## Written request A
Translate this sentence from the forum thread about stilts into Spanish: "I would love to own a pair of powerizers for fun, but didn't think they would be very stable when not in motion."

## Excerpted passage
Thanks, that is the kind of thing I was looking for.
I would love to own a pair of powerizers for fun, but didn't think they would be very stable when not in motion.


----------



## glamgurl36 (Oct 2, 2007)

id probably fall on my butt if i tried to do that. esp. if we are out at a bar for Halloween hehe


----------



## BooGirl666 (Jul 29, 2006)

cqedens137 said:


> hello, i am new to this forum but not to halloween. i found this site looking for the new style mashaltowns. i have been a grim reaper on stilts for the past 4 years. i have in the past used the durastilts. the only problem i have is that they are noisy from their age. i recently purchased a set of powerizers off ebay. i can move around on them fine but standing still is a problem. so they will probably go back to ebay.


Don't send them back..... I have seen a few people on powerrizers and they can not stand still either. you have to always be in motion or have something to lean on... So don't send em back


----------



## Bodybagging (May 8, 2006)

Powerisers are extreme sports stilts, the very design that makes it possible to run 30 miles per hour and jump 6 feet high prevents you from standing still........ we utilize powerisers in our extreme costumes and am working on a new costume design for Skywalker stilts as well. Heres a few stilt costumes......


----------



## Sickie Ickie (Jun 20, 2006)

The scarecrow stilt costume looks really nice. It really seems to flow with no break.


----------

## Exercise input
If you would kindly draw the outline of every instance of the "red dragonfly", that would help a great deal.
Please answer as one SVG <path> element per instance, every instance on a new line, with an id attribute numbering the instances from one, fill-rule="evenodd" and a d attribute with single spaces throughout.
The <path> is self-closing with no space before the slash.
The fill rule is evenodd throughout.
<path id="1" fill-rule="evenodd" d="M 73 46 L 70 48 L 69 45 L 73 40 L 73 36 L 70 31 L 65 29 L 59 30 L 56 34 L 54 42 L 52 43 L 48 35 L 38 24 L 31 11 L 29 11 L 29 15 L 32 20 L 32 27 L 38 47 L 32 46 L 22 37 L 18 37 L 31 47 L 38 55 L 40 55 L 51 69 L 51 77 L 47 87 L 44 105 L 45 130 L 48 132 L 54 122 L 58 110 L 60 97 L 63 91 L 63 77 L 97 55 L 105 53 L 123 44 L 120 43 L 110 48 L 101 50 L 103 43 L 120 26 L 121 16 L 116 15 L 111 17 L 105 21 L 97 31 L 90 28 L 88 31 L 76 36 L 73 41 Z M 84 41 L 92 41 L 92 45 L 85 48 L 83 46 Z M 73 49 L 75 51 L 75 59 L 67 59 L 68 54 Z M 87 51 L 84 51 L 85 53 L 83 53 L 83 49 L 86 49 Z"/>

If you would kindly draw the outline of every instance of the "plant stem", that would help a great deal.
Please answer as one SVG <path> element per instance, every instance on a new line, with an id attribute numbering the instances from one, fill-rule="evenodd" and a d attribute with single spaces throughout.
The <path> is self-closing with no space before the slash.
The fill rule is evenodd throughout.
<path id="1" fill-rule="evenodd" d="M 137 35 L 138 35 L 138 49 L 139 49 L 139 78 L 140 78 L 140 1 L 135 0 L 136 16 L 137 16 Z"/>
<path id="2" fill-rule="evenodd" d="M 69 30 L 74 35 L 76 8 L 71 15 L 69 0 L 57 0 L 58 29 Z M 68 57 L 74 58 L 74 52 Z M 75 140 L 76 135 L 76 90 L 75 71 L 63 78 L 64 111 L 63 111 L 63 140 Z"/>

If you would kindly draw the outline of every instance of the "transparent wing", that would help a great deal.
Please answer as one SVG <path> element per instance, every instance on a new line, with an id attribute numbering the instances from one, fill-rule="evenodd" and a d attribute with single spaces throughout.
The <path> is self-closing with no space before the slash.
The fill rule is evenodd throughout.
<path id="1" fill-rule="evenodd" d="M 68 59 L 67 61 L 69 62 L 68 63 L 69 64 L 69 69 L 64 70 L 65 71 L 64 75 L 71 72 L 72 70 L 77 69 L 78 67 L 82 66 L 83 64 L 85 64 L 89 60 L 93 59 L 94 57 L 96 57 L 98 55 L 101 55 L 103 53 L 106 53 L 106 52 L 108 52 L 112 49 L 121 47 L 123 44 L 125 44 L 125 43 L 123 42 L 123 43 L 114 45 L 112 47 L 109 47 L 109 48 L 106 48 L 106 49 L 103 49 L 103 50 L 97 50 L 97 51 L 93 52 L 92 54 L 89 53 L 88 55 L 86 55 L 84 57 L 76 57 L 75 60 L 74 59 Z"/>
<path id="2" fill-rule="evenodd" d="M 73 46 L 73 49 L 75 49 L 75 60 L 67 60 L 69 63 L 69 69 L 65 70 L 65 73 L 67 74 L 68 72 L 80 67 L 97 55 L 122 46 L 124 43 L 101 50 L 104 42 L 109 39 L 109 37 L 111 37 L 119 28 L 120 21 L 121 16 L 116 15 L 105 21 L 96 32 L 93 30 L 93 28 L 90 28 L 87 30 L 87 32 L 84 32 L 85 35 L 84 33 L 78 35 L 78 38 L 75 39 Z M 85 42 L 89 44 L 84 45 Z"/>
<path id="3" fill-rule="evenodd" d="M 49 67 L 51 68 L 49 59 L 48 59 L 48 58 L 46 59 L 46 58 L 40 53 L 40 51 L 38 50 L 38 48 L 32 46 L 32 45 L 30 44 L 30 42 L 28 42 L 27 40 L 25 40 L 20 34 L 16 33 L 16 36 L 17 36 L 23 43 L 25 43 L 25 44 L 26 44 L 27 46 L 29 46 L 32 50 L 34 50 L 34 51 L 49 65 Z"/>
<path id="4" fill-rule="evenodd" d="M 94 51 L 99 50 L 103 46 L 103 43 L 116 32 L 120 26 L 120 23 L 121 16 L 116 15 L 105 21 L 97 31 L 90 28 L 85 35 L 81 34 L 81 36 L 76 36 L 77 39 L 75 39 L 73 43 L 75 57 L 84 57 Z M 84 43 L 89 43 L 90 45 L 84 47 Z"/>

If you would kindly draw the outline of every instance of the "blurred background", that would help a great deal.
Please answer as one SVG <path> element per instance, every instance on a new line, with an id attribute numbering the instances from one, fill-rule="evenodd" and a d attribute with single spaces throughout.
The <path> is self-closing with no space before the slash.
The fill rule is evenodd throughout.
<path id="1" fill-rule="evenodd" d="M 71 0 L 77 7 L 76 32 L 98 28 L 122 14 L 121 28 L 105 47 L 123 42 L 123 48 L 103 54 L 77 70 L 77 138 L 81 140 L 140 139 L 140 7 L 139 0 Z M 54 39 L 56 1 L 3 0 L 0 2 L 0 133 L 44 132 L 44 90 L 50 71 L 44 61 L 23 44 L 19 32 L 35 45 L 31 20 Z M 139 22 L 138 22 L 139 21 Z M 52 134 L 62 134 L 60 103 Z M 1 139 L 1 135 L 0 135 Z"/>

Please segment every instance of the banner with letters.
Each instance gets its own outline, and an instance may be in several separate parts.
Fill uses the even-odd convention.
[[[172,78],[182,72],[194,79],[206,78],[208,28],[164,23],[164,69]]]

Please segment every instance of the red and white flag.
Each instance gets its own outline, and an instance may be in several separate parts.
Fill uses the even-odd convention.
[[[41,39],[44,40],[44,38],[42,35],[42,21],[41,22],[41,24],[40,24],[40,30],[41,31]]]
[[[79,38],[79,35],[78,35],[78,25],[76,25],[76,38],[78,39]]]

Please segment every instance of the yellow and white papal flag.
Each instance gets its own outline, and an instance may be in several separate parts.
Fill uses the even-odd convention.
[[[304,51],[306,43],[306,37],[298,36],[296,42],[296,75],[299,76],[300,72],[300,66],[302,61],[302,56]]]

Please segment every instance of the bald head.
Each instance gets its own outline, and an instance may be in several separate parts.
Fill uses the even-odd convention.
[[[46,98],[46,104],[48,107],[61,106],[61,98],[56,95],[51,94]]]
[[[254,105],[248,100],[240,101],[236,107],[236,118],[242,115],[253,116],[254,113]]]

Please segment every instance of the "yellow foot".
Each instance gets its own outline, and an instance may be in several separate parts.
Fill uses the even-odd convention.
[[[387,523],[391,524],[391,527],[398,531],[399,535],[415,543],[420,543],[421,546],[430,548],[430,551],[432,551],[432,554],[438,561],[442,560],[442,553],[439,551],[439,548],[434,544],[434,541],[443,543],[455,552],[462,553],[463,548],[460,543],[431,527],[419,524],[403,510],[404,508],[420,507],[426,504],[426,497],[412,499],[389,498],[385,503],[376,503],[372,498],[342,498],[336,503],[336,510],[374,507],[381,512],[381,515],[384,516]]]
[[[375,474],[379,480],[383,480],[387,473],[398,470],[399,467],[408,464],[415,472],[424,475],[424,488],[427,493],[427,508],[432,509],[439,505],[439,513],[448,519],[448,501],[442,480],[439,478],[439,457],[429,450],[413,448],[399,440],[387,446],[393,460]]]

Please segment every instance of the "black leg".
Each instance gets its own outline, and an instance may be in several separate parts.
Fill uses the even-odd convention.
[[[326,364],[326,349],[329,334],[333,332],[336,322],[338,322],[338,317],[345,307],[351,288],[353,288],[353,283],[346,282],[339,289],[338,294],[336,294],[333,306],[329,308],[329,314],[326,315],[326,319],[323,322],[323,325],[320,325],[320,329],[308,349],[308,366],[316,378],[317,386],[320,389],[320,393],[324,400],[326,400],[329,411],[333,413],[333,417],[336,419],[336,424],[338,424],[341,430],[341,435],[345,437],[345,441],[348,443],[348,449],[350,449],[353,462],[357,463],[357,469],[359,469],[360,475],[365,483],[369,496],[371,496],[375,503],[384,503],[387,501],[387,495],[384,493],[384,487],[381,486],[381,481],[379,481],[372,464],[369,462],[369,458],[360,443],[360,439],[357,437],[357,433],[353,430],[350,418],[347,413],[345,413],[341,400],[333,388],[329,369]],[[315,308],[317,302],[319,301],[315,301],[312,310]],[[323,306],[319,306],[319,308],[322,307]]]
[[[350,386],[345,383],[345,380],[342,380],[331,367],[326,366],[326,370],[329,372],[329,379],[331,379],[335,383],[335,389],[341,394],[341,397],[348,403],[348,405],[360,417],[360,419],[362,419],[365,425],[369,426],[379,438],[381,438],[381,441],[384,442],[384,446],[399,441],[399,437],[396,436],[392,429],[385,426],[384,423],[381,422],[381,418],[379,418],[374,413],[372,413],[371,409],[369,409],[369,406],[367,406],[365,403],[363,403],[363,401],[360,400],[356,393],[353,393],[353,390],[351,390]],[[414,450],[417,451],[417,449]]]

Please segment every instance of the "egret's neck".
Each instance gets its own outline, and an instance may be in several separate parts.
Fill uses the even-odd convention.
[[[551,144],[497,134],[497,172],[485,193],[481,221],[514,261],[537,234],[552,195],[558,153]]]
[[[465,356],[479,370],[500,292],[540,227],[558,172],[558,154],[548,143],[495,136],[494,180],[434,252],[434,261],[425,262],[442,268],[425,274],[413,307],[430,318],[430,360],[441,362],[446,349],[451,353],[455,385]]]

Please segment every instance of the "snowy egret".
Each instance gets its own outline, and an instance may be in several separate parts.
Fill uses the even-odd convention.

## Written request B
In the listing, begin at the line that has "Please segment every instance of the banner" and stop after the line that has "[[[79,38],[79,35],[78,35],[78,25],[76,25],[76,38],[78,39]]]". Write those lines out again, requests included, multiplying every coordinate in the answers by 1.5 and rounding to whole numbers, with halves rounded up.

## Exercise response A
Me encantaría tener un par de powerizers por diversión, pero no pensé que fueran muy estables cuando no están en movimiento.

## Exercise response B
Please segment every instance of the banner with letters.
Each instance gets its own outline, and an instance may be in several separate parts.
Fill uses the even-odd convention.
[[[258,117],[273,108],[291,119],[309,117],[312,42],[246,35],[246,104]]]

Please segment every instance of the red and white flag.
Each instance gets its own outline, and an instance may be in several separate parts.
Fill uses the even-odd convention.
[[[62,59],[66,60],[66,57],[63,53],[63,32],[62,33],[62,36],[60,36],[60,45],[62,47]]]
[[[119,57],[119,53],[117,53],[117,38],[114,38],[114,57],[117,59]]]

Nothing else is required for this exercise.